- Problem statement: Every line of the material is to be repeated exactly as it stands.

- Records from a data collection:
☆ ☆ ☆ ☆
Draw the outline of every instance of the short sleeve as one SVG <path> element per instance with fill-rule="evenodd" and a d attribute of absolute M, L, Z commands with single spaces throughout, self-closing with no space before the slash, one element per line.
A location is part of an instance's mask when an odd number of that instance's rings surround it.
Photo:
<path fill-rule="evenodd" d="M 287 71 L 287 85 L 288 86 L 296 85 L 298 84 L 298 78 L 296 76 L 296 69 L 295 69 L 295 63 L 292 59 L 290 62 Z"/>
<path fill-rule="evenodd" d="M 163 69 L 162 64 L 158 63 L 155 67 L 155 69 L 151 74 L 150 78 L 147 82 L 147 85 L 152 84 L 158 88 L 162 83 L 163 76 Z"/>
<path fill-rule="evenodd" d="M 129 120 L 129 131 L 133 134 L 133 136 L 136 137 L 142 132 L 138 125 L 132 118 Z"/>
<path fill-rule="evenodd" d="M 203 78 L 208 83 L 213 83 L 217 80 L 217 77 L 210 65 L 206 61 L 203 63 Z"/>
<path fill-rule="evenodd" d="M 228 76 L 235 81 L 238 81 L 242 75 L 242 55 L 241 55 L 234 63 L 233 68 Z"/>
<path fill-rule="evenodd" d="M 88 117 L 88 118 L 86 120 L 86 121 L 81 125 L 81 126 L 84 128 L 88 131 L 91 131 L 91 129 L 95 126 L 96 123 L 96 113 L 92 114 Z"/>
☆ ☆ ☆ ☆
- Answer to the exercise:
Draw the outline of every instance of the short sleeve as one SVG <path> element per instance with fill-rule="evenodd" and a d attribute of absolute M, L, Z commands with single spaces throughout, self-closing with no space before the slash, one element per line.
A location is part of an instance's mask when an odd number of that instance's rings surround it.
Photo:
<path fill-rule="evenodd" d="M 287 71 L 287 85 L 288 86 L 296 85 L 298 84 L 298 78 L 296 76 L 296 69 L 295 69 L 295 63 L 292 59 L 290 62 Z"/>
<path fill-rule="evenodd" d="M 163 69 L 162 64 L 158 63 L 155 67 L 155 69 L 151 74 L 150 78 L 147 82 L 147 85 L 152 84 L 158 88 L 162 83 L 163 76 Z"/>
<path fill-rule="evenodd" d="M 129 120 L 129 131 L 133 134 L 133 136 L 136 137 L 142 132 L 138 125 L 132 118 Z"/>
<path fill-rule="evenodd" d="M 203 78 L 208 83 L 213 83 L 217 80 L 217 77 L 210 65 L 206 61 L 203 63 Z"/>
<path fill-rule="evenodd" d="M 228 76 L 235 81 L 238 81 L 242 75 L 242 55 L 241 55 L 234 63 L 233 68 Z"/>
<path fill-rule="evenodd" d="M 88 117 L 88 118 L 86 120 L 86 121 L 81 125 L 81 126 L 84 128 L 88 131 L 91 131 L 91 129 L 95 126 L 96 123 L 96 113 L 92 114 Z"/>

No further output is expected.